• **Records to process**
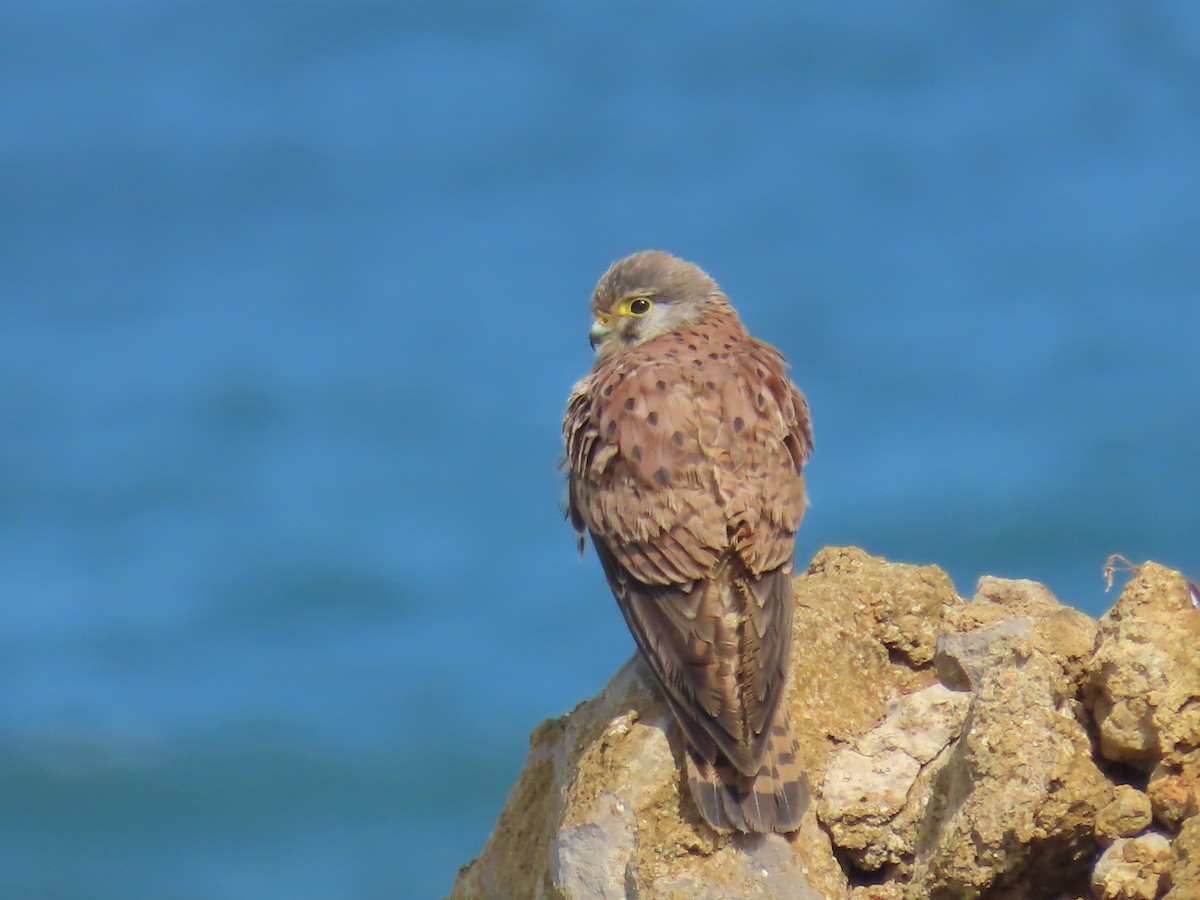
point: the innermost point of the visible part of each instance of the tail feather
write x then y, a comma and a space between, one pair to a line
772, 801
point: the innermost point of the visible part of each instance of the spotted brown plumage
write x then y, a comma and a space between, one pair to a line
684, 454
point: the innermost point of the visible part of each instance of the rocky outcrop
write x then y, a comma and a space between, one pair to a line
1008, 747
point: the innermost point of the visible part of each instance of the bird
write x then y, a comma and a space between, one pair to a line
684, 449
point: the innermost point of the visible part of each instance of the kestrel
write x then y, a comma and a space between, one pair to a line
684, 454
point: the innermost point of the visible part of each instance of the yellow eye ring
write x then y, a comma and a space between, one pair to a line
636, 306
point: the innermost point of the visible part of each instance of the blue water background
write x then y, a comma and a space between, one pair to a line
292, 297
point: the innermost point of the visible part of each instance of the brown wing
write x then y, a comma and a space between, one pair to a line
684, 467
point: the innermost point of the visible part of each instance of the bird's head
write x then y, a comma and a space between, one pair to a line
646, 295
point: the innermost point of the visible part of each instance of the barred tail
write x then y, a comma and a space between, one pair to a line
772, 801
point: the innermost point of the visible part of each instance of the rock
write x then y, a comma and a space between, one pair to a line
1017, 798
1144, 682
1183, 875
1174, 790
949, 745
870, 784
1132, 868
1126, 815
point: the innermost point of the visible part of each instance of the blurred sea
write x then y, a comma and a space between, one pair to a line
292, 297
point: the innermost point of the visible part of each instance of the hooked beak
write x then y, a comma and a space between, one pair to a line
598, 331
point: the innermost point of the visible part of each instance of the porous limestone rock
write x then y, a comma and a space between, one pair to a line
948, 744
1128, 814
876, 790
1144, 679
1015, 801
1183, 876
1132, 868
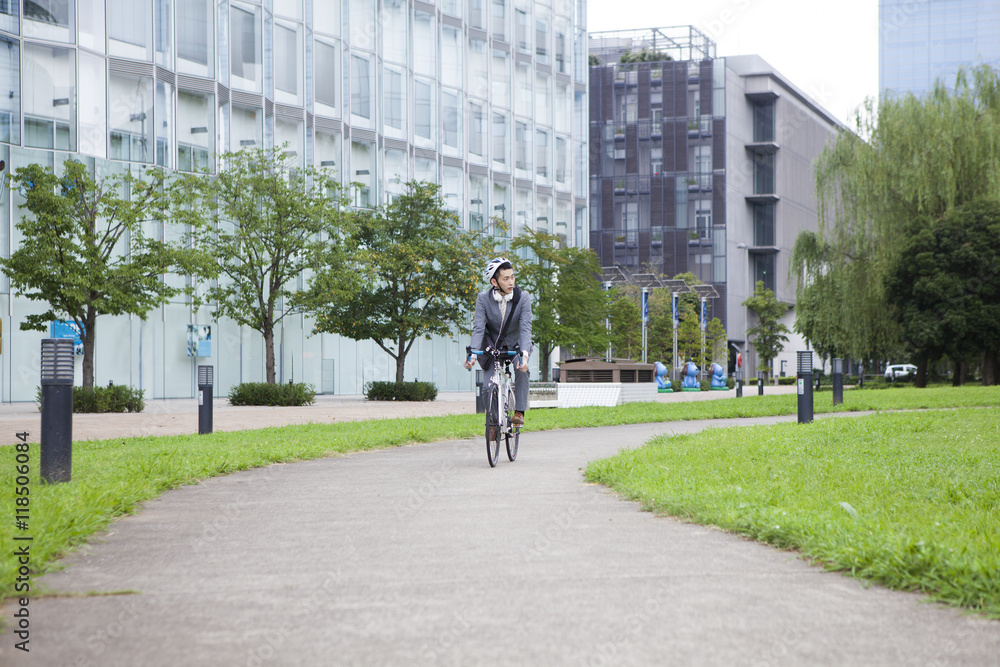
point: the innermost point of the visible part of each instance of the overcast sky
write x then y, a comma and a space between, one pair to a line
828, 50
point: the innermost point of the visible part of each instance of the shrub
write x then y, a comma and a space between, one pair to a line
113, 398
400, 391
262, 393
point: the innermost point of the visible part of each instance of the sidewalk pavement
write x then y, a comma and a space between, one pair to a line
179, 416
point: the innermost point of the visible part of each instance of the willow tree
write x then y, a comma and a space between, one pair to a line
911, 158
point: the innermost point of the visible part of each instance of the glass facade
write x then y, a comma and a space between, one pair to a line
922, 42
486, 97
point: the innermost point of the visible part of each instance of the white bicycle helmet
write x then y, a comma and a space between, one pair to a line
492, 266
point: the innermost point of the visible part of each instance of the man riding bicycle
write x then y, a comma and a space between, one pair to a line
503, 318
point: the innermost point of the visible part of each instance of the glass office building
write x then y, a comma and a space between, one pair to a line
923, 41
486, 97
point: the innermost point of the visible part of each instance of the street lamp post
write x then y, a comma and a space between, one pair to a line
676, 287
704, 292
611, 275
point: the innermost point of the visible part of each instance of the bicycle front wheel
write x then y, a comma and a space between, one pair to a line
493, 426
513, 432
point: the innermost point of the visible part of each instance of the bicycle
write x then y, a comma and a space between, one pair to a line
500, 403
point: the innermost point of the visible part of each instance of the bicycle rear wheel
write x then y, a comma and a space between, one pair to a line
493, 426
513, 432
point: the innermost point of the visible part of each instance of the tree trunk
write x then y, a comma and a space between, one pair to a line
269, 349
958, 377
400, 359
989, 368
88, 337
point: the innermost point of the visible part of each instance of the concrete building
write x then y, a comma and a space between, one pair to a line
922, 41
702, 164
487, 98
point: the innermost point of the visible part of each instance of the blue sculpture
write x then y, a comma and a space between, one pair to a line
718, 377
690, 381
662, 383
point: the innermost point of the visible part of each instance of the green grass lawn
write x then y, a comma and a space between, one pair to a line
907, 500
112, 477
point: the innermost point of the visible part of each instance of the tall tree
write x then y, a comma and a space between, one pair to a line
911, 158
418, 274
945, 287
626, 324
769, 334
91, 247
265, 222
568, 303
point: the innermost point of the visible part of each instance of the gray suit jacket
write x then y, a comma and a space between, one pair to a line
486, 324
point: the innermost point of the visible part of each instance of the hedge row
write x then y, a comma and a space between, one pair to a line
262, 393
400, 391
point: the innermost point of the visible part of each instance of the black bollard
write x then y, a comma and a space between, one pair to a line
480, 401
838, 381
206, 380
804, 380
56, 456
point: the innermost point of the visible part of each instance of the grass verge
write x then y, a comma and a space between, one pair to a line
907, 500
112, 477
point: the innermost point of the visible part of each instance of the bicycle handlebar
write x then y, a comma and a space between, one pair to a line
516, 352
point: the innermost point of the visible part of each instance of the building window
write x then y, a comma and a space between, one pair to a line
52, 20
500, 142
424, 55
763, 173
327, 75
423, 108
542, 150
363, 172
522, 26
247, 127
763, 224
10, 83
244, 27
394, 112
287, 65
451, 120
130, 118
763, 121
50, 105
478, 202
763, 269
195, 131
394, 30
451, 57
500, 30
501, 79
542, 56
195, 37
477, 130
522, 148
361, 87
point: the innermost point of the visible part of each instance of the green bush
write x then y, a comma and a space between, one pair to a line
113, 398
400, 391
262, 393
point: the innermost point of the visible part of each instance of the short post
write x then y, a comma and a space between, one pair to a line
206, 380
838, 381
804, 380
480, 401
56, 457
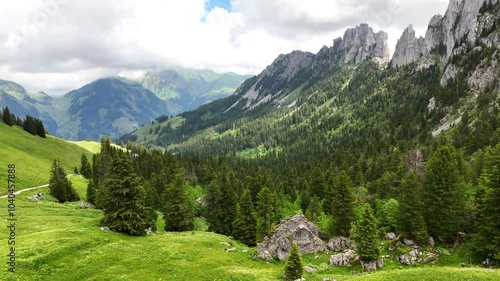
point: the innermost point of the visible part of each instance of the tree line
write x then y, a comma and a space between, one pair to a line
30, 124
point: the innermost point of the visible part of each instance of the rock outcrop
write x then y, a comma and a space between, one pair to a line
409, 48
342, 258
410, 257
461, 27
298, 229
339, 244
361, 43
291, 70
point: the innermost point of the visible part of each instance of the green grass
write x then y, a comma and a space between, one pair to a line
92, 146
80, 185
63, 242
33, 156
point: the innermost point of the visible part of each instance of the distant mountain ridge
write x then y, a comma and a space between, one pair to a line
303, 98
185, 89
117, 106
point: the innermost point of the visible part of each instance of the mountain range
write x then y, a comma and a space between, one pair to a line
116, 106
353, 91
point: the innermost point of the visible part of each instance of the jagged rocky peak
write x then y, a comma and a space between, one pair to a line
288, 65
460, 28
409, 48
362, 43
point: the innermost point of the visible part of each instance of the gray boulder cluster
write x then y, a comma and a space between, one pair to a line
298, 229
461, 25
305, 233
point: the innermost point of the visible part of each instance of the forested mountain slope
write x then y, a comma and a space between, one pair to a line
347, 97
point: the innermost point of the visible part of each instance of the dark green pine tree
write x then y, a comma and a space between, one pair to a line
6, 116
343, 204
152, 198
410, 222
178, 210
304, 198
329, 194
317, 187
245, 224
264, 213
487, 239
364, 233
85, 168
294, 266
29, 125
214, 210
119, 197
91, 192
59, 185
39, 129
221, 205
443, 194
314, 210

• **Written task**
Reproduce the entries above word for word. Pictures stay out.

• **Output of the task**
point: the innermost point of the visible part of each instance of the tail feather
write x then y, a comma and a space between, one pair to a line
772, 801
point: the innermost point of the visible part of each instance of the spotted brown plumage
write x then y, a comma and a space between, one pair to a line
684, 454
point: the innermost point of the visible part of each instance of the rocky outcrop
write x then y, a comma and a space between, one pair to a line
1008, 747
point: the innermost point of the visible part of each instance of the bird
write x then y, a comma and a space between, one pair to a line
684, 449
point: the innermost point of the visible part of each instance of the kestrel
write x then y, a comma and a space between, one pair to a line
684, 454
point: the innermost point of the visible part of each instance of the yellow eye ring
write x then y, a comma and a space between, one pair to a line
636, 306
point: the innermost point of the visible part of each instance of the blue water background
write x then y, a comma and a space between, one pair to a line
292, 297
point: the innermost point of the visible part of each instance of the brown wing
write x then y, a comma and a space between, one pair to a line
684, 467
point: the innermost point of the visible part of each instance of the bird's head
write x then y, a comma and a space between, one pair to a line
646, 295
point: the innermost point of the visible part of each instance of the barred tail
write x then y, a comma and a space between, one pair to a line
772, 801
point: the innermost point of the visible part of each instance of the rock
write x then y, a comma and a space between, one pair to a line
1017, 798
1144, 682
1183, 875
1174, 790
949, 745
870, 784
1132, 868
1126, 815
point: the innermost point of the visible part of each instance of the blurred sea
write x then y, a comma and a space between, one pair to a line
292, 297
point: the innermost point of the visible part of each instance of the hooked beak
write x then y, a comma and a space between, one pair to a line
598, 331
point: the innermost point of the visible part of each instance of the porous limestone rock
write x then y, a comma and a space between, one pair to a line
948, 744
1128, 814
876, 790
1144, 679
1015, 801
1183, 876
1132, 868
point: the innermost point of the visible part of each instance of the overcast sky
write x then y, a comma and a space between, one pair to a line
828, 50
point: the innermost point of the visible part of each instance of the shrub
write x then y, a comma and a space between, one pair to a line
113, 398
400, 391
262, 393
point: the innermost point of the visible part of each instance of the sidewalk pavement
write x then y, a comma and a space between, one pair to a line
179, 416
point: the innermost point of the visible part of each instance of the willow tree
write x then y, a comma and a space between, one pair to a line
911, 158
point: the innermost point of the visible part of each instance of the glass facade
write x then y, a comma and a space between, one pair to a line
922, 42
486, 97
point: the innermost point of the visible part of each instance of the white bicycle helmet
write x then y, a comma and a space between, one pair to a line
492, 266
point: the innermost point of the visible part of each instance of the man riding bicycle
write x then y, a comma and a space between, one pair to a line
503, 318
point: the innermost point of the visible part of each instance of the glass office building
write x then y, a comma and a space between, one pair to a line
923, 41
486, 97
point: the innermost point of the visible part of each instance of the street lamp post
write x then y, a comma and a space between, one pair to a line
676, 287
704, 292
611, 275
point: the innermost point of the visible part of each instance of the bicycle front wheel
write x then y, a comma and a space between, one pair to a line
493, 426
513, 432
point: the innermost point of the visible part of each instance of the bicycle
write x then y, a comma and a space between, one pair to a line
500, 403
point: the innermost point of the visible part of each instance of the bicycle rear wheel
write x then y, a comma and a space between, one pair to a line
493, 426
513, 432
point: the innermost point of the visible part of each instance of the tree trunk
write x then y, a comma and a space between, one pair to a line
269, 349
958, 377
400, 359
989, 368
88, 337
point: the innermost point of the visible part of each instance of the concrete building
write x then y, a comma and a space between, one pair to a line
922, 41
702, 164
487, 98
point: the innermost point of the visible part of each instance of the blue sculpture
write x then y, a comma and a space between, one pair to a line
718, 377
690, 381
662, 383
point: the innermost point of the visible part of each instance of the green grass lawn
write x then y, a comma and a space between, one pair to a line
907, 500
112, 477
point: the innermost point of the visible part of each instance of the tall tree
write x then y, a comma and a space between, one pair to a line
911, 158
418, 274
945, 287
626, 324
769, 334
91, 247
265, 222
568, 303
point: the innermost point of the visible part of each instance of the gray suit jacket
write x then y, a comma and a space between, one pair to a line
486, 324
point: the innermost point of the visible part of each instance of the hedge row
write x then y, a comma and a space between, one pair to a line
262, 393
400, 391
point: the innermost point of the visible part of each instance of the black bollard
write x then y, a comma and a space between, one pair to a line
480, 401
838, 381
206, 380
804, 380
56, 456
point: the innermost point of the visible part of each instance of the grass verge
write x then y, a comma and a space between, one pair to a line
907, 500
112, 477
point: the innermost point of the visible part of each instance of the bicycle handlebar
write x then y, a comma and a space between, one pair to a line
516, 352
point: the innermost point of the visible part of each instance of the building window
write x then y, a comma and a space between, one pair to a line
52, 20
500, 142
424, 55
763, 173
327, 75
423, 108
542, 150
363, 172
522, 26
247, 127
763, 224
10, 83
244, 27
394, 112
287, 65
451, 120
130, 118
763, 121
50, 105
478, 202
763, 269
195, 131
394, 30
451, 57
500, 30
501, 79
542, 56
195, 37
477, 130
522, 148
361, 87
point: the innermost point of the visible part of each instance of the green bush
write x then y, a comma and a space between, one pair to a line
113, 398
400, 391
262, 393
point: the innermost point of the visible part of each instance of the short post
write x then y, a comma and a space between, one pair to a line
206, 380
838, 381
804, 380
480, 401
56, 457
point: the innermost point of the visible part of each instance of the tree line
write x then y, a comma and a space between, one pair to a line
30, 124
point: the innermost point of the visible part of each instance of the rock outcrop
write x then y, a comma and a space between, one pair to a line
409, 48
342, 258
410, 257
461, 27
298, 229
339, 244
361, 43
291, 70
point: the innermost point of the visible part of each instance of the green grass
write x then y, a comma and a space between, one pair to a line
92, 146
80, 185
63, 242
33, 156
point: the innermost point of the visible part of each instance of the distant mountain ridge
write x then y, a comma and a space between, one pair to a line
303, 98
185, 89
117, 106
point: the innermost point of the visible part of each instance of the mountain range
write x then y, a comma and a space between, one pair to a line
116, 106
353, 91
point: the innermost point of the visible part of each instance of the jagged rocky peak
write x then y, a comma and a space between, one pair to a line
288, 65
460, 28
409, 48
362, 43
point: the innermost point of the visible part of each instance of the gray boulder cluster
write x then y, a comma and a space between, one pair to a line
298, 229
461, 25
305, 233
point: the innermost point of the visible part of each instance of the forested mountain slope
write x then y, a comma and a space between, one pair to a line
347, 97
point: the innermost point of the visible part of each instance of the dark green pine tree
write x then y, a comma and a space between, one pair to a line
6, 116
343, 204
152, 198
410, 222
178, 210
304, 198
329, 194
317, 187
245, 224
264, 213
487, 239
364, 233
85, 168
294, 266
29, 125
214, 210
119, 197
91, 192
59, 185
39, 129
221, 205
443, 194
314, 210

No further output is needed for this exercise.